━━ TEXTO BASE ━━
A Auditoria Ambiental e suas Aplicações

Toda atividade econômica gera impactos sobre os ecossistemas, seja pela demanda sobre os recursos naturais (água, solo e biodiversidade), seja pelo aumento das várias formas de poluição ou pelo surgimento dos passivos ambientais.

Anteriormente os grandes projetos industriais eram executados sob o argumento da necessidade irrefreável de priorizar o desenvolvimento econômico, objetivando a geração de riquezas, emprego, tributos, etc.

O meio ambiente constituía um parâmetro de menor relevância, ignorado como se os eventuais impactos ambientais não representassem riscos.

Assim, o meio ambiente foi considerado durante décadas como um parâmetro menor no processo de análise e decisão empresarial, propiciando que projetos inviáveis pudessem ser implantados e operados impunemente.

Estas distorções demonstram a necessidade de que a análise de viabilidade econômica considere a componente ambiental sob o risco de superestimar as reais potencialidades do projeto.

Em outras palavras, se não analisarmos os componentes ambientais e seus desdobramentos poderemos contribuir para a aprovação de projetos inviáveis já em sua origem.

A auditoria ambiental surgiu nos EUA durante a década de 70, tornando-se uma ferramenta de gerenciamento para identificar antecipadamente os problemas que as empresas poderiam provocar com sua operação.
━━━
*PROBLEMA A RESOLVER:* Estenda o texto sobre auditoria ambiental, dando continuidade a partir da última frase apresentada. Os registros constituem um material à parte, independente do texto.
━━ LINHAS DE DADOS ━━
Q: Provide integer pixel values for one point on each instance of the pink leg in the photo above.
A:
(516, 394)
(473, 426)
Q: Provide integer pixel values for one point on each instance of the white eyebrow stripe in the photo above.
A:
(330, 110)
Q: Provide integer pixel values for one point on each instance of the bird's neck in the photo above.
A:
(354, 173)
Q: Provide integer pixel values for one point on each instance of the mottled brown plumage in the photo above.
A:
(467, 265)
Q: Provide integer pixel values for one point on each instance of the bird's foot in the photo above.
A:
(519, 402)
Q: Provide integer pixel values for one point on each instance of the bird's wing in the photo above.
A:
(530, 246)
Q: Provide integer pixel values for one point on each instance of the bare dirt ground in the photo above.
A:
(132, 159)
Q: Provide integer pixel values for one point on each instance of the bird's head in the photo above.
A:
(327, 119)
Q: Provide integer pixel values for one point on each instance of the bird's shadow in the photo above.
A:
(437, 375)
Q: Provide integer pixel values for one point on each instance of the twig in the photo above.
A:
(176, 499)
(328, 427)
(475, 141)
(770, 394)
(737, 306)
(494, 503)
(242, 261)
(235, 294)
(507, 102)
━━━
*RESULTADO DO EXERCÍCIO:*
Inicialmente as empresas americanas pretendiam utilizar a auditoria ambiental com os seguintes objetivos:

  • Garantir que sua produção estava em conformidade com a legislação ambiental;
  • Reduzir os custos decorrentes de reparos/adequação em sua estrutura física;
  • Reduzir o absenteísmo e o tratamento de saúde de seus funcionários;
  •  Definir as alternativas tecnológicas mais adequadas para minimizar seus impactos ambientais, tais como a instalação de filtros, substituição de máquinas e/ou matéria prima, etc.;
  • Obter uma imagem positiva da empresa e de seus produtos perante um mercado consumidor cada vez mais exigente e consciente das questões ambientais.

A normatização em nível internacional foi alcançada apenas na década de 90 com o desenvolvimento da Série ISO 14.000, normas desenvolvidas em caráter voluntário, sem instrumentos legais que forcem sua adoção.

No Brasil as normas da Série ISO 14.000 foram adotadas após sua tradução e publicação, a cargo da Associação Brasileira de Normas Técnicas (ABNT), em 1996, sendo que a auditoria ambiental está contemplada nas normas NBR ISO 14.010, 14.011 e 14.012, conforme a tabela a seguir.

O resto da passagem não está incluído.